# The Valve Wizard

How to design valve guitar amplifiers!

Triodes with Local Negative Feedback

Applying local feedback in guitar amplifiers is fairly uncommon since most strive to maximise the available gain. It is practically de rigueur for hi-fi as it reduces distortion and output impedance, widens and flatten bandwidth, and high levels of gain are rarely needed. A stage with local feedback also makes quite a good mixer, which is useful for both guitar and hi-fi.

The higher the open-loop gain (that is, the higher the gain before feedback is added) the greater the loop gain and therefore the greater the distortion reduction and other benefits. Higher loop gain also makes the simplified formulae more accurate. High mu valves such as the ECC83 (12AX7), or even a pentode, are therefore often used.

Design begins in the same way as for a typical triode gain stage. Choose a suitable HT and anode load (Ra), usually in the region of 100k, or whatever value gives fairly high gain without being so large that it will be too easily loaded by the feedback components. Here is a load line assuming an HT of 280V:

Next choose a bias point in the usual way. In this case -1V looks good, for a quiescent anode current of 1.2mA. Use Ohm's law to find the value of bias resistor (Rk):
1 / 0.0012 = 833 ohms.
The nearest standard is 820R.

Although the cathode could be left un-bypassed it would reduce the open-loop gain and increase the output impedance, so we should add a cathode bypass capacitor. For a low roll-off of 10Hz:
C = 1 / (2 * pi * f * Rk)
C = 1 / (2 * pi * 10 * 820)
= 19uF
The nearest standard is 22uF, although an arbitrarily large value could be used. LED biasing would of course give a flat response down to DC.

Open-loop properties:
We can calculate the open-loop gain of the stage, either from the load line or by using the formula:
Ao = (Ra * mu)/(Ra + ra)
Ao = (100k * 100)/(100k + 55k)
= 64

We can also find the output impedance before feedback is applied:
Zoa = Ra || ra
Zoa = 100k || 55k
= 35.5k

Applying feedback:
We can now find values for the input resistor (Rs) and feeback resistor (Rf). Since the feedback resistor is effectively in parallel with the anode resistor, we should make its value large or it will load down the valve. Rf should therefore be at least three times larger than Ra, and preferably more. If we choose 1Meg we can be sure the open-loop gain will be hardly affected.
____________________
* THE TASKS:
A: In the passage on triodes with local negative feedback, what quiescent anode current does the chosen bias point of -1V give?
B: Reproduce the passage on triodes with local negative feedback word for word, between "We can also" and "be hardly affected.", inclusive.

* SUPPLIED INFORMATION:
____________________
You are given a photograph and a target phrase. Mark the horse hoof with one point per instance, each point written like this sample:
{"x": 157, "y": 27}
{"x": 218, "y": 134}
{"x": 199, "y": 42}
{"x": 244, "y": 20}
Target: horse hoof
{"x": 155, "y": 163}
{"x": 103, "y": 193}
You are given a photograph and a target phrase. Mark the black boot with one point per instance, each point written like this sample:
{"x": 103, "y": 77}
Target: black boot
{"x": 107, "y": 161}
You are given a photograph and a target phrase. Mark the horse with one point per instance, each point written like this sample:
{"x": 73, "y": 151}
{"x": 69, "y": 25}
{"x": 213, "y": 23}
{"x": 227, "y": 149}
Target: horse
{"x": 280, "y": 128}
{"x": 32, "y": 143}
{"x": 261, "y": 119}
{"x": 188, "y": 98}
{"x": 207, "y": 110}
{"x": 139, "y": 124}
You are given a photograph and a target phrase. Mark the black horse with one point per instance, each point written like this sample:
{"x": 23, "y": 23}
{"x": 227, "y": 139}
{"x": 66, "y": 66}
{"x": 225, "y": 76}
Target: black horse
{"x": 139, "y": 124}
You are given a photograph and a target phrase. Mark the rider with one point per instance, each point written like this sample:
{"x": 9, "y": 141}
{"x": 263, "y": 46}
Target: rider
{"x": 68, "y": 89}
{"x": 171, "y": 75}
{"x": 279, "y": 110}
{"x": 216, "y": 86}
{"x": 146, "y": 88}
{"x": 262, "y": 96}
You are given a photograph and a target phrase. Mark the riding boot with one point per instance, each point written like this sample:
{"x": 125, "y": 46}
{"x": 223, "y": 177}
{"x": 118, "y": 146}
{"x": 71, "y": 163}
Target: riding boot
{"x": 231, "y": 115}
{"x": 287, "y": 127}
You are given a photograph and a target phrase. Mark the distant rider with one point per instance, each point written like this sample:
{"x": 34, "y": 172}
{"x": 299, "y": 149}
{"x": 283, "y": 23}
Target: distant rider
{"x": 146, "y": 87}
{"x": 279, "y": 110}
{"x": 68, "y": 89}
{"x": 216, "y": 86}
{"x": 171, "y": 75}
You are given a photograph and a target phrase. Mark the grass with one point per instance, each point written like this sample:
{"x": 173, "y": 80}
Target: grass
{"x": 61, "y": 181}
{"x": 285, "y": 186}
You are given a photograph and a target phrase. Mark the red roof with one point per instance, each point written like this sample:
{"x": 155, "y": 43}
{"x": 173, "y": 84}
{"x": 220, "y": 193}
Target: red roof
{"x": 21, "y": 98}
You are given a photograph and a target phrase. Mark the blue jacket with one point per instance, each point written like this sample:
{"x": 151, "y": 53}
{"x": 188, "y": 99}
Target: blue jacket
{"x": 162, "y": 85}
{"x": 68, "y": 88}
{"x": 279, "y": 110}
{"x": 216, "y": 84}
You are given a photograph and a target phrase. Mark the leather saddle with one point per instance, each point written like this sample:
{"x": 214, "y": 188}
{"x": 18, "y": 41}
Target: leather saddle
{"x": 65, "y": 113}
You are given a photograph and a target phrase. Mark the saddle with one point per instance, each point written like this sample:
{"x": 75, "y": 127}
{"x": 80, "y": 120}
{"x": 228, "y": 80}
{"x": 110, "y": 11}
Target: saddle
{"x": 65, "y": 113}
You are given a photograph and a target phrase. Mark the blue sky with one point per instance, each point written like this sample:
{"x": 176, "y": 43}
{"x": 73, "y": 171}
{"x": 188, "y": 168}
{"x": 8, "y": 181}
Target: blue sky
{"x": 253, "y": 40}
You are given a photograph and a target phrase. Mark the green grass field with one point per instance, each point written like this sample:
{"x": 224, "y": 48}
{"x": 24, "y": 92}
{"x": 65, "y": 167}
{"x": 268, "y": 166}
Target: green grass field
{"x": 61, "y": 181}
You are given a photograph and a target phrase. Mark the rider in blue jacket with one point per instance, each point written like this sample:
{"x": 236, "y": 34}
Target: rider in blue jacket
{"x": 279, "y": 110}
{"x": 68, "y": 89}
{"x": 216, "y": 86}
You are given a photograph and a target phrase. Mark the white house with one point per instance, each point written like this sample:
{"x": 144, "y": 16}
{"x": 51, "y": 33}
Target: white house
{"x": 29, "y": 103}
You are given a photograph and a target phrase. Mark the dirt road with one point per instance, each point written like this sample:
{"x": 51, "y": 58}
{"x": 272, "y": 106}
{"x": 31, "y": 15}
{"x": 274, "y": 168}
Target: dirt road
____________________
* RESULTS OF THE TASKS:
A: 1.2mA

B:
We can also find the output impedance before feedback is applied:
Zoa = Ra || ra
Zoa = 100k || 55k
= 35.5k

Applying feedback:
We can now find values for the input resistor (Rs) and feeback resistor (Rf). Since the feedback resistor is effectively in parallel with the anode resistor, we should make its value large or it will load down the valve. Rf should therefore be at least three times larger than Ra, and preferably more. If we choose 1Meg we can be sure the open-loop gain will be hardly affected.